## Begin Dataset extract

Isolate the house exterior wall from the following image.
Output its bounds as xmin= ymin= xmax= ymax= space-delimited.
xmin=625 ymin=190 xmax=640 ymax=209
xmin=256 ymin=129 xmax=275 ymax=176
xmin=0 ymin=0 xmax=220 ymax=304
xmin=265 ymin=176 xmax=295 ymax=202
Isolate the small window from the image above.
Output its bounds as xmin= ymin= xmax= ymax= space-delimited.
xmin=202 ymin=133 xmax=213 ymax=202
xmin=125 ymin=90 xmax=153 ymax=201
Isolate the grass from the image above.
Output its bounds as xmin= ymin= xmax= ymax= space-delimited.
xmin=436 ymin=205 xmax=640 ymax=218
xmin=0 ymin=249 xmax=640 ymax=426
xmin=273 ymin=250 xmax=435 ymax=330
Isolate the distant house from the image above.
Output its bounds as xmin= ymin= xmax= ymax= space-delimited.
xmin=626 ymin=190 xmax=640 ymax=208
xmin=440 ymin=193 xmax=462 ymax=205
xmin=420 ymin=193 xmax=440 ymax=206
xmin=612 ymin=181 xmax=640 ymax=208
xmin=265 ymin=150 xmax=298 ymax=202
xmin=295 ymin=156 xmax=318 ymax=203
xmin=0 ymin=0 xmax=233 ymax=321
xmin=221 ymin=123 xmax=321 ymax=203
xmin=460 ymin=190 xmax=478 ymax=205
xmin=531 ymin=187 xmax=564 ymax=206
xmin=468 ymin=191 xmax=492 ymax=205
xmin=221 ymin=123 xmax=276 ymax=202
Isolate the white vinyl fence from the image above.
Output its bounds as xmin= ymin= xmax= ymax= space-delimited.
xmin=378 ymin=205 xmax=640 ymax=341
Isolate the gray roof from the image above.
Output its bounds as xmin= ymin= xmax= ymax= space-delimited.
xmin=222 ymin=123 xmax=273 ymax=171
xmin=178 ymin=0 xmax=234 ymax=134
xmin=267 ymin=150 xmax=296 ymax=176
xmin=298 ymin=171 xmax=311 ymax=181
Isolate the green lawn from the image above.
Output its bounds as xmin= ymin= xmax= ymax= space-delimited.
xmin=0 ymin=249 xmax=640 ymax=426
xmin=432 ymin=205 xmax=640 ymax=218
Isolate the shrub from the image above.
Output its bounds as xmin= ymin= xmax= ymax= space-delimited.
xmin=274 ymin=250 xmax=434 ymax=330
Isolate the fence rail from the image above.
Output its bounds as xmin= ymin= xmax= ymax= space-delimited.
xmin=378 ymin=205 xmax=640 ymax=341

## End Dataset extract

▶ The exercise: Rewrite the entries above as a numbered list, starting at the line that contains "Isolate the distant" and ending at the final line of the entries. Leave out any blank lines.

▶ Full answer:
1. Isolate the distant house from the image above.
2. Output its bounds as xmin= ymin= xmax= ymax= space-delimited.
3. xmin=626 ymin=190 xmax=640 ymax=208
4. xmin=440 ymin=193 xmax=462 ymax=205
5. xmin=420 ymin=193 xmax=440 ymax=206
6. xmin=612 ymin=181 xmax=640 ymax=208
7. xmin=265 ymin=150 xmax=298 ymax=202
8. xmin=295 ymin=156 xmax=318 ymax=203
9. xmin=0 ymin=0 xmax=233 ymax=321
10. xmin=221 ymin=123 xmax=321 ymax=203
11. xmin=460 ymin=190 xmax=478 ymax=205
12. xmin=531 ymin=187 xmax=564 ymax=206
13. xmin=468 ymin=191 xmax=492 ymax=205
14. xmin=221 ymin=123 xmax=276 ymax=202
15. Isolate the white vinyl fence from the image above.
16. Output its bounds as xmin= ymin= xmax= ymax= space-delimited.
17. xmin=378 ymin=205 xmax=640 ymax=341
18. Isolate the gray roof from the image above.
19. Output its bounds as xmin= ymin= xmax= ymax= space-delimited.
20. xmin=222 ymin=123 xmax=273 ymax=171
21. xmin=178 ymin=0 xmax=234 ymax=134
22. xmin=267 ymin=150 xmax=296 ymax=176
23. xmin=298 ymin=171 xmax=311 ymax=181
24. Isolate the green lawn from the image above.
25. Output its bounds as xmin= ymin= xmax= ymax= space-delimited.
26. xmin=0 ymin=249 xmax=640 ymax=426
27. xmin=432 ymin=205 xmax=640 ymax=218
28. Isolate the shrub from the image above.
29. Output its bounds as xmin= ymin= xmax= ymax= space-delimited.
30. xmin=274 ymin=250 xmax=434 ymax=330
31. Isolate the fence rail from the image above.
32. Output its bounds as xmin= ymin= xmax= ymax= space-delimited.
33. xmin=378 ymin=205 xmax=640 ymax=341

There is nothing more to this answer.